─── Information given
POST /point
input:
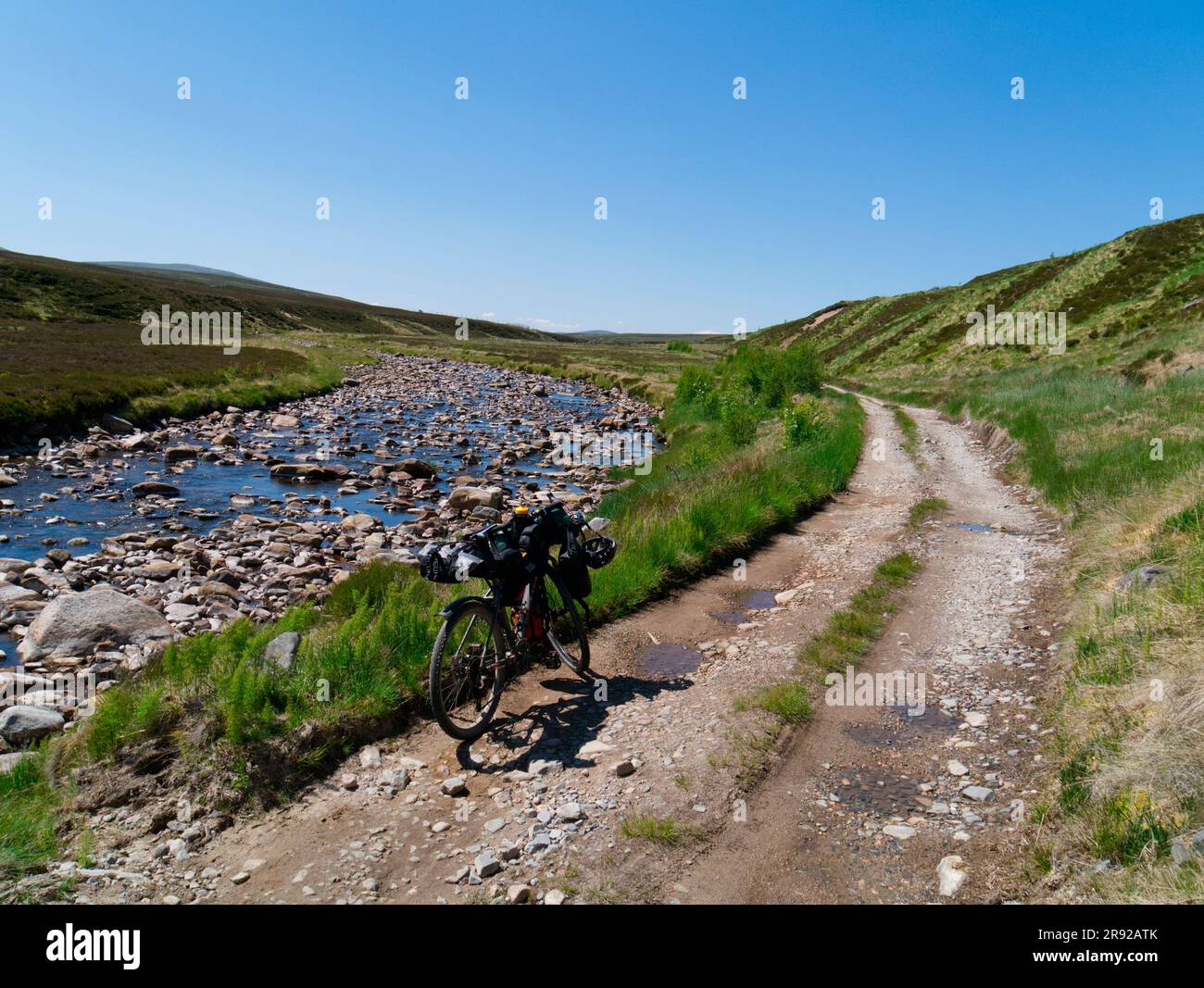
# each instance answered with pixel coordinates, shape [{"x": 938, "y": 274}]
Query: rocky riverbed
[{"x": 117, "y": 542}]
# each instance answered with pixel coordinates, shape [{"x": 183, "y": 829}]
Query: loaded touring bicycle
[{"x": 537, "y": 570}]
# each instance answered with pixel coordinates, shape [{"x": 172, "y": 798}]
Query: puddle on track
[
  {"x": 667, "y": 661},
  {"x": 882, "y": 792}
]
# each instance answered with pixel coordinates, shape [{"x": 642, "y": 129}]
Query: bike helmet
[{"x": 598, "y": 551}]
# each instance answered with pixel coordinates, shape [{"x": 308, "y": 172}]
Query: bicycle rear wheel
[
  {"x": 468, "y": 671},
  {"x": 565, "y": 627}
]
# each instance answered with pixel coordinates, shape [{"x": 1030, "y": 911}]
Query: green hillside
[
  {"x": 1124, "y": 302},
  {"x": 71, "y": 348},
  {"x": 1111, "y": 433}
]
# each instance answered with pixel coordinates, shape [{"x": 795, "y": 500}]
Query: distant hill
[
  {"x": 1121, "y": 300},
  {"x": 44, "y": 289}
]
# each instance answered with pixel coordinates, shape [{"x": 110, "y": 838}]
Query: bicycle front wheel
[{"x": 468, "y": 671}]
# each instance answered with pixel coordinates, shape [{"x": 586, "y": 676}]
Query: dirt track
[{"x": 543, "y": 807}]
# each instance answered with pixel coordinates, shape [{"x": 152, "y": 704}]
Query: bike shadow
[{"x": 557, "y": 731}]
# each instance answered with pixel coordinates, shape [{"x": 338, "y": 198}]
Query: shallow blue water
[{"x": 207, "y": 486}]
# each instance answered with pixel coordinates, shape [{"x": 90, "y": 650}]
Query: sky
[{"x": 717, "y": 208}]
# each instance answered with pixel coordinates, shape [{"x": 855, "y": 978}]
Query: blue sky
[{"x": 717, "y": 208}]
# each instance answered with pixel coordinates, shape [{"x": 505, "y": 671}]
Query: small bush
[
  {"x": 807, "y": 421},
  {"x": 695, "y": 385},
  {"x": 739, "y": 424}
]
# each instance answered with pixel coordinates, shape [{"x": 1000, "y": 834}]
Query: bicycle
[{"x": 531, "y": 611}]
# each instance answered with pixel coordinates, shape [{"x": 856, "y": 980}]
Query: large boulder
[
  {"x": 13, "y": 569},
  {"x": 466, "y": 498},
  {"x": 19, "y": 725},
  {"x": 283, "y": 650},
  {"x": 420, "y": 469},
  {"x": 75, "y": 623},
  {"x": 116, "y": 426},
  {"x": 179, "y": 454},
  {"x": 156, "y": 488}
]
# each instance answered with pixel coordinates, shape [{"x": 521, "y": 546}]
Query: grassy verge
[
  {"x": 1124, "y": 462},
  {"x": 665, "y": 831},
  {"x": 29, "y": 807}
]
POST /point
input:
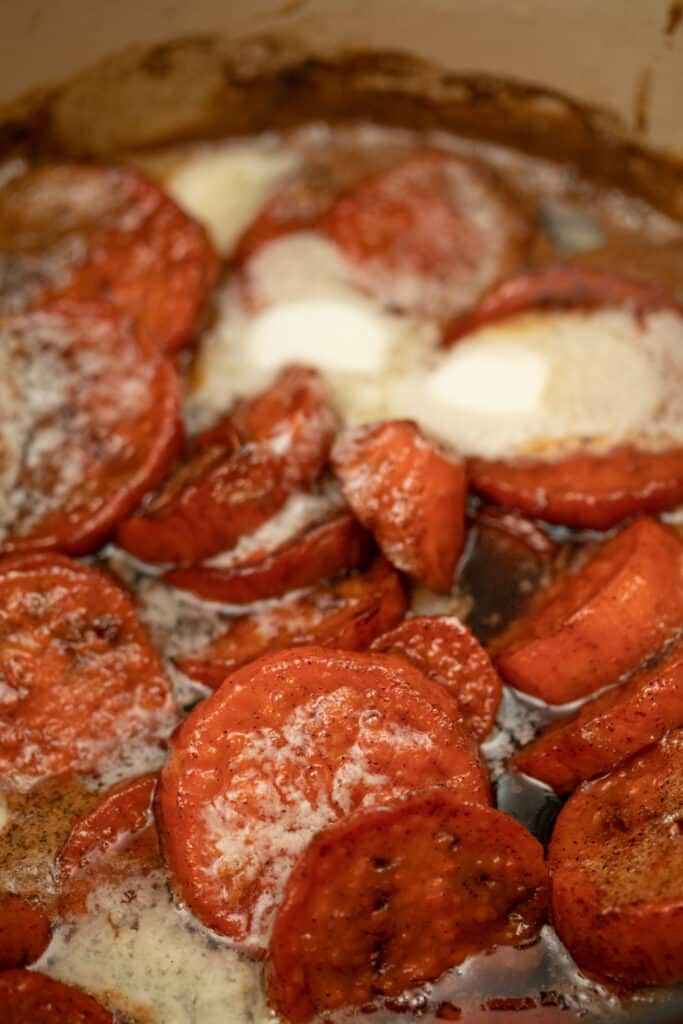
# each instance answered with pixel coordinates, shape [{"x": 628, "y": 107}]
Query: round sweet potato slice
[
  {"x": 25, "y": 931},
  {"x": 294, "y": 416},
  {"x": 616, "y": 865},
  {"x": 287, "y": 745},
  {"x": 80, "y": 676},
  {"x": 609, "y": 728},
  {"x": 346, "y": 615},
  {"x": 429, "y": 235},
  {"x": 594, "y": 625},
  {"x": 318, "y": 552},
  {"x": 104, "y": 233},
  {"x": 444, "y": 649},
  {"x": 410, "y": 492},
  {"x": 588, "y": 491},
  {"x": 117, "y": 839},
  {"x": 89, "y": 420},
  {"x": 31, "y": 997},
  {"x": 388, "y": 899},
  {"x": 559, "y": 288},
  {"x": 220, "y": 495}
]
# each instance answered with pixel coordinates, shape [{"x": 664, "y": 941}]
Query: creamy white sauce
[{"x": 145, "y": 957}]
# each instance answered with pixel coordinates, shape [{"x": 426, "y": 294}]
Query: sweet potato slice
[
  {"x": 25, "y": 931},
  {"x": 287, "y": 745},
  {"x": 293, "y": 416},
  {"x": 608, "y": 729},
  {"x": 218, "y": 496},
  {"x": 80, "y": 677},
  {"x": 594, "y": 625},
  {"x": 585, "y": 489},
  {"x": 445, "y": 650},
  {"x": 89, "y": 420},
  {"x": 116, "y": 839},
  {"x": 430, "y": 235},
  {"x": 559, "y": 288},
  {"x": 31, "y": 997},
  {"x": 317, "y": 553},
  {"x": 94, "y": 233},
  {"x": 616, "y": 865},
  {"x": 410, "y": 492},
  {"x": 346, "y": 615},
  {"x": 388, "y": 899}
]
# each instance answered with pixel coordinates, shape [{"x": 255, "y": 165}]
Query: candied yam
[
  {"x": 609, "y": 728},
  {"x": 559, "y": 288},
  {"x": 31, "y": 997},
  {"x": 287, "y": 745},
  {"x": 116, "y": 839},
  {"x": 410, "y": 492},
  {"x": 594, "y": 625},
  {"x": 294, "y": 417},
  {"x": 346, "y": 615},
  {"x": 88, "y": 422},
  {"x": 445, "y": 650},
  {"x": 515, "y": 529},
  {"x": 429, "y": 235},
  {"x": 218, "y": 496},
  {"x": 508, "y": 560},
  {"x": 616, "y": 867},
  {"x": 216, "y": 501},
  {"x": 222, "y": 434},
  {"x": 317, "y": 553},
  {"x": 585, "y": 489},
  {"x": 25, "y": 931},
  {"x": 388, "y": 899},
  {"x": 80, "y": 677},
  {"x": 104, "y": 233}
]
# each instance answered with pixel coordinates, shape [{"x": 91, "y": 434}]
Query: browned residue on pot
[
  {"x": 674, "y": 18},
  {"x": 641, "y": 99}
]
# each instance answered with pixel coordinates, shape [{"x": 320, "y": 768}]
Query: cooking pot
[{"x": 568, "y": 78}]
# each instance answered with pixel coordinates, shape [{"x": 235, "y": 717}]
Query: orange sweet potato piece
[
  {"x": 609, "y": 728},
  {"x": 31, "y": 997},
  {"x": 410, "y": 492},
  {"x": 318, "y": 552},
  {"x": 294, "y": 416},
  {"x": 104, "y": 233},
  {"x": 616, "y": 865},
  {"x": 98, "y": 425},
  {"x": 594, "y": 625},
  {"x": 559, "y": 288},
  {"x": 347, "y": 615},
  {"x": 388, "y": 899},
  {"x": 80, "y": 674},
  {"x": 444, "y": 649},
  {"x": 288, "y": 744},
  {"x": 429, "y": 235},
  {"x": 116, "y": 839},
  {"x": 220, "y": 495}
]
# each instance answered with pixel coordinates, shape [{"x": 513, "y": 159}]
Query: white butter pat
[
  {"x": 333, "y": 334},
  {"x": 491, "y": 375},
  {"x": 225, "y": 186},
  {"x": 547, "y": 382}
]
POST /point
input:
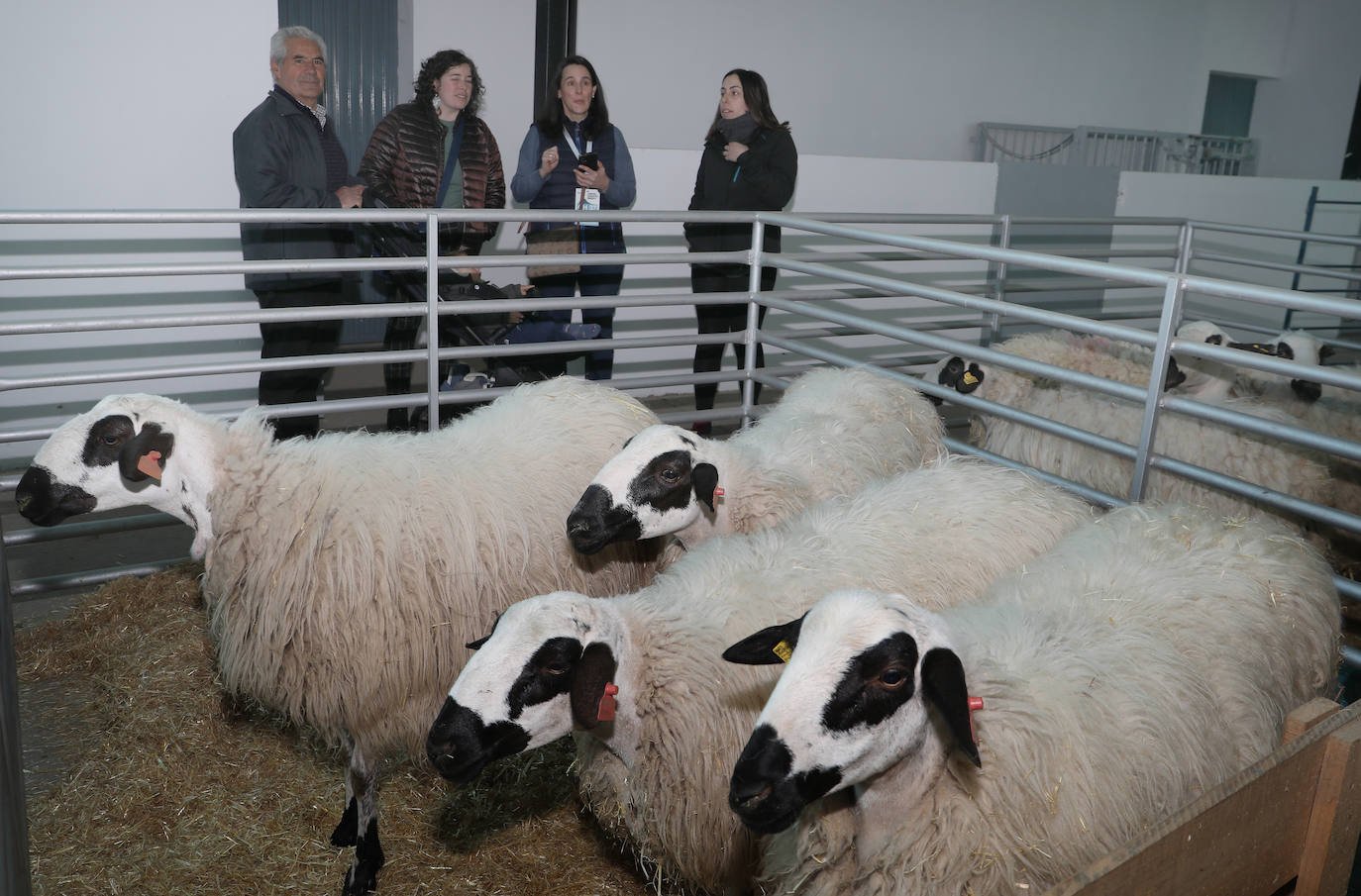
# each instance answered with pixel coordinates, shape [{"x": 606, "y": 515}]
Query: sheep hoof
[
  {"x": 361, "y": 878},
  {"x": 348, "y": 833}
]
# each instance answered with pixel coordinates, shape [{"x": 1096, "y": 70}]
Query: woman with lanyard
[
  {"x": 749, "y": 163},
  {"x": 575, "y": 157},
  {"x": 434, "y": 152}
]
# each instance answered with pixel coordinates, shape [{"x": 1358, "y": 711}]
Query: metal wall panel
[{"x": 363, "y": 80}]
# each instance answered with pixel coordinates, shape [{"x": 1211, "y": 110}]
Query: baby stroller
[{"x": 400, "y": 240}]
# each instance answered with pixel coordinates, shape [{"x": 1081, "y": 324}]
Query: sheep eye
[{"x": 893, "y": 677}]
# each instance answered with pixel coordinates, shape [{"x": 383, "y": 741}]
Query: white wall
[
  {"x": 109, "y": 110},
  {"x": 116, "y": 106},
  {"x": 910, "y": 80}
]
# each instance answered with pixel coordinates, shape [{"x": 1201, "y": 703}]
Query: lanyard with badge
[{"x": 586, "y": 197}]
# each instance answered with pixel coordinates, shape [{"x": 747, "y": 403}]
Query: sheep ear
[
  {"x": 943, "y": 685},
  {"x": 476, "y": 645},
  {"x": 705, "y": 479},
  {"x": 768, "y": 647},
  {"x": 1175, "y": 375},
  {"x": 1306, "y": 390},
  {"x": 145, "y": 454},
  {"x": 1259, "y": 348},
  {"x": 592, "y": 672}
]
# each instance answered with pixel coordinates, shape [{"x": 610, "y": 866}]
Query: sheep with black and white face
[
  {"x": 639, "y": 677},
  {"x": 345, "y": 572},
  {"x": 1147, "y": 656},
  {"x": 833, "y": 432}
]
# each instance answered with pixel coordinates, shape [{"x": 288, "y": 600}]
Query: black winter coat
[
  {"x": 760, "y": 179},
  {"x": 404, "y": 162},
  {"x": 276, "y": 151}
]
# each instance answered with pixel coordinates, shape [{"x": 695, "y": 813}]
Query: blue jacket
[
  {"x": 559, "y": 189},
  {"x": 761, "y": 179},
  {"x": 276, "y": 151}
]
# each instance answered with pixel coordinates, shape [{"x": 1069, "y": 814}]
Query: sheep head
[
  {"x": 661, "y": 483},
  {"x": 127, "y": 450},
  {"x": 545, "y": 667},
  {"x": 869, "y": 676}
]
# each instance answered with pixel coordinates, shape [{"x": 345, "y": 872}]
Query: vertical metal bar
[
  {"x": 1304, "y": 244},
  {"x": 433, "y": 321},
  {"x": 14, "y": 820},
  {"x": 999, "y": 284},
  {"x": 753, "y": 321},
  {"x": 1171, "y": 314},
  {"x": 1186, "y": 234}
]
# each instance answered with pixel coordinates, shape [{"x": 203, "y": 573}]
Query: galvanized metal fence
[
  {"x": 976, "y": 313},
  {"x": 1116, "y": 148}
]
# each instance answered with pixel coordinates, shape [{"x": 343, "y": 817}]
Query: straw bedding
[{"x": 171, "y": 786}]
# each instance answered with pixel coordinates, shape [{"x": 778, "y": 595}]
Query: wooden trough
[{"x": 1292, "y": 816}]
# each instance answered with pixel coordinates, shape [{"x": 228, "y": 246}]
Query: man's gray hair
[{"x": 279, "y": 48}]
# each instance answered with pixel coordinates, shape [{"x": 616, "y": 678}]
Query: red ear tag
[
  {"x": 150, "y": 463},
  {"x": 975, "y": 703},
  {"x": 606, "y": 710}
]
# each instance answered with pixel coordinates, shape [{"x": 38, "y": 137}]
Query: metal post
[
  {"x": 433, "y": 323},
  {"x": 14, "y": 822},
  {"x": 1304, "y": 244},
  {"x": 1171, "y": 314},
  {"x": 753, "y": 321}
]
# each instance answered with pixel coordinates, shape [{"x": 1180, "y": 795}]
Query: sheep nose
[{"x": 746, "y": 797}]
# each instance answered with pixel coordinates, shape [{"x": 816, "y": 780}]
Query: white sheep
[
  {"x": 1152, "y": 654},
  {"x": 1210, "y": 445},
  {"x": 656, "y": 775},
  {"x": 345, "y": 572},
  {"x": 833, "y": 430}
]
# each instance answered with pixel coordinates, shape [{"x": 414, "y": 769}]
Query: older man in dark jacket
[{"x": 286, "y": 155}]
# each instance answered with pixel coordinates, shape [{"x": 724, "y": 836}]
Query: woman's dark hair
[
  {"x": 550, "y": 115},
  {"x": 433, "y": 69},
  {"x": 759, "y": 102}
]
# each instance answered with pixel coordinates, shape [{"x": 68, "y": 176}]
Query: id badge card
[{"x": 588, "y": 200}]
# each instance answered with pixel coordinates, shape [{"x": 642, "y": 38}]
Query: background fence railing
[{"x": 1117, "y": 148}]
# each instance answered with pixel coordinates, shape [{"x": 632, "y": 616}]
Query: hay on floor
[{"x": 166, "y": 785}]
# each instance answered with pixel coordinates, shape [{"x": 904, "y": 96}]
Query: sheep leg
[
  {"x": 348, "y": 833},
  {"x": 361, "y": 779}
]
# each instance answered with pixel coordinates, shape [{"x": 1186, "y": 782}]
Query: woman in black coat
[{"x": 749, "y": 163}]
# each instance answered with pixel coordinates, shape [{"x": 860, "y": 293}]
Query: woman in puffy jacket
[
  {"x": 434, "y": 152},
  {"x": 749, "y": 163}
]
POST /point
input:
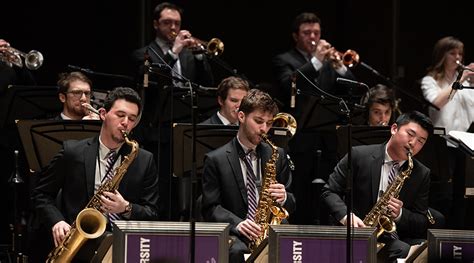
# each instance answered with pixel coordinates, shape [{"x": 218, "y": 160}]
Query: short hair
[
  {"x": 166, "y": 5},
  {"x": 302, "y": 18},
  {"x": 231, "y": 83},
  {"x": 125, "y": 93},
  {"x": 258, "y": 100},
  {"x": 416, "y": 117},
  {"x": 66, "y": 78}
]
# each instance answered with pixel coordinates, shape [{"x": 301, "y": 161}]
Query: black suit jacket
[
  {"x": 214, "y": 119},
  {"x": 367, "y": 163},
  {"x": 224, "y": 191},
  {"x": 72, "y": 171},
  {"x": 286, "y": 64}
]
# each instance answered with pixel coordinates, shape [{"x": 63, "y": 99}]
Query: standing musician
[
  {"x": 226, "y": 180},
  {"x": 318, "y": 61},
  {"x": 373, "y": 167},
  {"x": 72, "y": 178}
]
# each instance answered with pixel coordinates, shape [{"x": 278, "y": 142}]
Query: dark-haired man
[{"x": 374, "y": 168}]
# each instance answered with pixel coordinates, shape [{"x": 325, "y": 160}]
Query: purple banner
[
  {"x": 170, "y": 248},
  {"x": 456, "y": 251},
  {"x": 321, "y": 250}
]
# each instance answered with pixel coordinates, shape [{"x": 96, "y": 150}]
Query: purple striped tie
[
  {"x": 109, "y": 174},
  {"x": 393, "y": 172},
  {"x": 391, "y": 175},
  {"x": 251, "y": 186}
]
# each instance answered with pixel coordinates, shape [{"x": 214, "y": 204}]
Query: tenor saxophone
[
  {"x": 268, "y": 211},
  {"x": 379, "y": 216},
  {"x": 91, "y": 222}
]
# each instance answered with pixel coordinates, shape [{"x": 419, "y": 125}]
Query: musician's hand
[
  {"x": 395, "y": 206},
  {"x": 113, "y": 202},
  {"x": 355, "y": 221},
  {"x": 278, "y": 193},
  {"x": 60, "y": 230},
  {"x": 249, "y": 229}
]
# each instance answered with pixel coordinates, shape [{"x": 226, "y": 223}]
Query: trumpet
[
  {"x": 12, "y": 56},
  {"x": 213, "y": 47},
  {"x": 463, "y": 67},
  {"x": 350, "y": 58}
]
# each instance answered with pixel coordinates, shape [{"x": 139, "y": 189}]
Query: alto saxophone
[
  {"x": 268, "y": 211},
  {"x": 379, "y": 216},
  {"x": 91, "y": 222}
]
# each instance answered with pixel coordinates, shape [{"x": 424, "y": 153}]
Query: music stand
[
  {"x": 42, "y": 139},
  {"x": 29, "y": 102}
]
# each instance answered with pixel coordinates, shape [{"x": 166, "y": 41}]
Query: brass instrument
[
  {"x": 463, "y": 67},
  {"x": 12, "y": 56},
  {"x": 213, "y": 47},
  {"x": 268, "y": 211},
  {"x": 91, "y": 222},
  {"x": 285, "y": 120},
  {"x": 350, "y": 58},
  {"x": 379, "y": 216}
]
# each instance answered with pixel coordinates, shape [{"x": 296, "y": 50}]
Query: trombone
[{"x": 12, "y": 56}]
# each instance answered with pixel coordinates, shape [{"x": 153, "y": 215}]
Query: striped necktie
[
  {"x": 393, "y": 172},
  {"x": 251, "y": 185},
  {"x": 391, "y": 176},
  {"x": 111, "y": 158}
]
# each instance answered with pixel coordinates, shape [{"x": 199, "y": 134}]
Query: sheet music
[{"x": 465, "y": 137}]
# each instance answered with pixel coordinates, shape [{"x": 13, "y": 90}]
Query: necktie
[
  {"x": 393, "y": 172},
  {"x": 391, "y": 175},
  {"x": 109, "y": 174},
  {"x": 251, "y": 186}
]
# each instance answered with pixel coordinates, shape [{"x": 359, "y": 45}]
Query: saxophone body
[
  {"x": 268, "y": 211},
  {"x": 91, "y": 222},
  {"x": 379, "y": 216}
]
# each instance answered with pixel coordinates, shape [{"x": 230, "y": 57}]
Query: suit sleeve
[
  {"x": 334, "y": 189},
  {"x": 212, "y": 207},
  {"x": 145, "y": 206},
  {"x": 413, "y": 222},
  {"x": 285, "y": 177},
  {"x": 48, "y": 186}
]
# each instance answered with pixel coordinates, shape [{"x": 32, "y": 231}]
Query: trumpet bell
[{"x": 285, "y": 120}]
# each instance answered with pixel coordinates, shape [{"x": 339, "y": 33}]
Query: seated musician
[
  {"x": 75, "y": 175},
  {"x": 234, "y": 172},
  {"x": 374, "y": 169}
]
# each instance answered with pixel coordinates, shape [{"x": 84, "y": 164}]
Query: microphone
[
  {"x": 145, "y": 73},
  {"x": 351, "y": 82},
  {"x": 293, "y": 91},
  {"x": 80, "y": 69},
  {"x": 456, "y": 85}
]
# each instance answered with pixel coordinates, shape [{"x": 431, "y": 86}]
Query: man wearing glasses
[{"x": 74, "y": 91}]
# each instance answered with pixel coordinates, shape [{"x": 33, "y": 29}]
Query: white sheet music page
[{"x": 465, "y": 137}]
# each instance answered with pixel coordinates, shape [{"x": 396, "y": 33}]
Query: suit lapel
[
  {"x": 90, "y": 157},
  {"x": 234, "y": 161}
]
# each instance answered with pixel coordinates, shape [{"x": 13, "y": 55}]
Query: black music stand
[
  {"x": 42, "y": 139},
  {"x": 28, "y": 102}
]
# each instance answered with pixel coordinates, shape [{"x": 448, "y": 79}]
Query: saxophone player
[
  {"x": 75, "y": 174},
  {"x": 372, "y": 167},
  {"x": 228, "y": 171}
]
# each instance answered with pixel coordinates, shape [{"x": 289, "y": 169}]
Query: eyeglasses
[{"x": 78, "y": 93}]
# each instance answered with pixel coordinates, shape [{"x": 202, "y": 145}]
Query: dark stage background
[{"x": 394, "y": 37}]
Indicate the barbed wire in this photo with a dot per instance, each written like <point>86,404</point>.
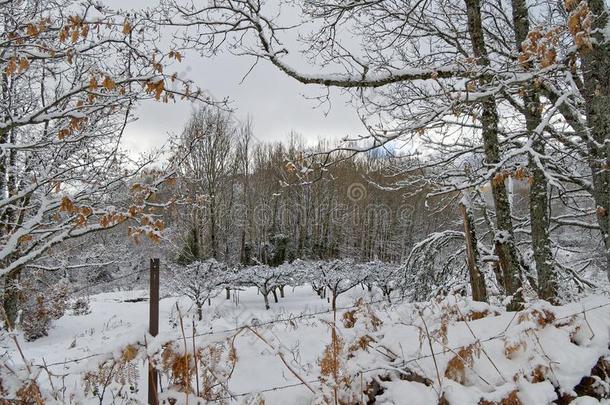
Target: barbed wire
<point>404,362</point>
<point>313,315</point>
<point>236,329</point>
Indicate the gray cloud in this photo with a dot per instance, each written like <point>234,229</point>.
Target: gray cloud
<point>276,103</point>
──────
How many of the lines above include the word "photo"? Give that number without comment.

2